═══ Supplied material

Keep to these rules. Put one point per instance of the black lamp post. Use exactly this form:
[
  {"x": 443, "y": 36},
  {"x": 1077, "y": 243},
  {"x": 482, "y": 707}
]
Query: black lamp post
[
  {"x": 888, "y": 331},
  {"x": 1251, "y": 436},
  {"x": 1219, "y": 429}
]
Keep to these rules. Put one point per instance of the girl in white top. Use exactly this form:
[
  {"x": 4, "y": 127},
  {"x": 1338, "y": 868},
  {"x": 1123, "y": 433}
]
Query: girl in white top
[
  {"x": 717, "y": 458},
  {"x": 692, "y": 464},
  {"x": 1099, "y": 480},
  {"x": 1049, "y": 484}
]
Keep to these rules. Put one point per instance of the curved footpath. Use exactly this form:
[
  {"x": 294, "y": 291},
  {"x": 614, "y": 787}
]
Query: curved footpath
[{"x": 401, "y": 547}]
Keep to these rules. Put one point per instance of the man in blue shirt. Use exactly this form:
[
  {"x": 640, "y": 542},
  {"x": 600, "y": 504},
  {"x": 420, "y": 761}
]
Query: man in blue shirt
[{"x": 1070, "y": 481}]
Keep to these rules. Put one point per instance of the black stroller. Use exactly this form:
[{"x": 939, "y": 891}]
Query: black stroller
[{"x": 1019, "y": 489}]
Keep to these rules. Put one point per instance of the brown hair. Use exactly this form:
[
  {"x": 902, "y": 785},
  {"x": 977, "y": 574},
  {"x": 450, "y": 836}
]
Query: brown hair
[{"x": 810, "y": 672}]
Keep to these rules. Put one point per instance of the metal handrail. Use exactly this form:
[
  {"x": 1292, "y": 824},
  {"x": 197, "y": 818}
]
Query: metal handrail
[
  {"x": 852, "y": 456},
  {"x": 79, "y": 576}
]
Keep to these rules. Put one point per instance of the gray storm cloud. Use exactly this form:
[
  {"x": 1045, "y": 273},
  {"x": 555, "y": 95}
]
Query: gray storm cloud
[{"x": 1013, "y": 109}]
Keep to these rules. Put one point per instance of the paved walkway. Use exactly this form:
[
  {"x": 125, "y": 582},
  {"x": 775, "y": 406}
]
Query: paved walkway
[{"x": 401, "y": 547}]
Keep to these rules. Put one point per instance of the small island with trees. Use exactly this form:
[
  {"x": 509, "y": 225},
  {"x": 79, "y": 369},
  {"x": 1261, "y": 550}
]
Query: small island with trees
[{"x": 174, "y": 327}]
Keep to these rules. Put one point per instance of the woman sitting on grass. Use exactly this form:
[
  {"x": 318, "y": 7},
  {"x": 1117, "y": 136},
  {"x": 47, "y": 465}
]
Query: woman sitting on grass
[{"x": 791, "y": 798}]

══════

▸ Assignment
Set down each line exactly as it appears in the data.

▸ Solution
Keep to these rules. Put one point per instance of the black lamp post. Use exactly this form:
[
  {"x": 443, "y": 36},
  {"x": 1077, "y": 243},
  {"x": 482, "y": 707}
]
Query: black lamp post
[
  {"x": 888, "y": 331},
  {"x": 1251, "y": 436},
  {"x": 1219, "y": 429}
]
Keep to these rules. Put one point per instance of the girl in white top. Use exactly this form:
[
  {"x": 4, "y": 127},
  {"x": 1338, "y": 868},
  {"x": 1123, "y": 433}
]
Query: girl in white top
[
  {"x": 717, "y": 458},
  {"x": 692, "y": 464},
  {"x": 1099, "y": 480},
  {"x": 1049, "y": 484}
]
Keep to these rules. Put one point per instance of the curved footpath. Use exactly this form:
[
  {"x": 294, "y": 291},
  {"x": 614, "y": 787}
]
Query: curved footpath
[{"x": 401, "y": 547}]
Keep to these rules. Put one point per instance of the man in blue shirt. Use exactly this form:
[
  {"x": 640, "y": 542},
  {"x": 600, "y": 504},
  {"x": 420, "y": 761}
]
Query: man in blue shirt
[{"x": 1070, "y": 481}]
Keep to these rules. Put one point per instance of the black stroller. Use exactly this form:
[{"x": 939, "y": 891}]
Query: black stroller
[{"x": 1019, "y": 489}]
Keep to these rules. Put one point per instance of the brown hair. Use exactly this form:
[
  {"x": 902, "y": 785},
  {"x": 977, "y": 574},
  {"x": 450, "y": 836}
]
Query: brown hair
[{"x": 810, "y": 672}]
Keep to these rules. Put one point per instance of the metal handrail. Use exactly this form:
[
  {"x": 1292, "y": 824},
  {"x": 197, "y": 818}
]
Query: metal handrail
[
  {"x": 852, "y": 456},
  {"x": 79, "y": 576}
]
Keep to these rules. Put one point per instance of the gray storm cloud. Use exactly this form:
[
  {"x": 1045, "y": 273},
  {"x": 555, "y": 95}
]
Query: gray storm cloud
[{"x": 1013, "y": 109}]
Keep to these rules. Put one point per instance of the paved walkway. Use exactly this form:
[
  {"x": 125, "y": 582},
  {"x": 775, "y": 406}
]
Query: paved walkway
[{"x": 401, "y": 547}]
Keep to these rules. Put one point per instance of the small island with trees. Use exactly this form:
[
  {"x": 509, "y": 225},
  {"x": 79, "y": 369},
  {"x": 1261, "y": 550}
]
Query: small island with trees
[{"x": 174, "y": 327}]
Keep to these rules. Put one point per instance of the woman sitting on grass. Use exactly this form:
[
  {"x": 318, "y": 7},
  {"x": 1117, "y": 136},
  {"x": 47, "y": 465}
]
Query: woman sitting on grass
[{"x": 791, "y": 798}]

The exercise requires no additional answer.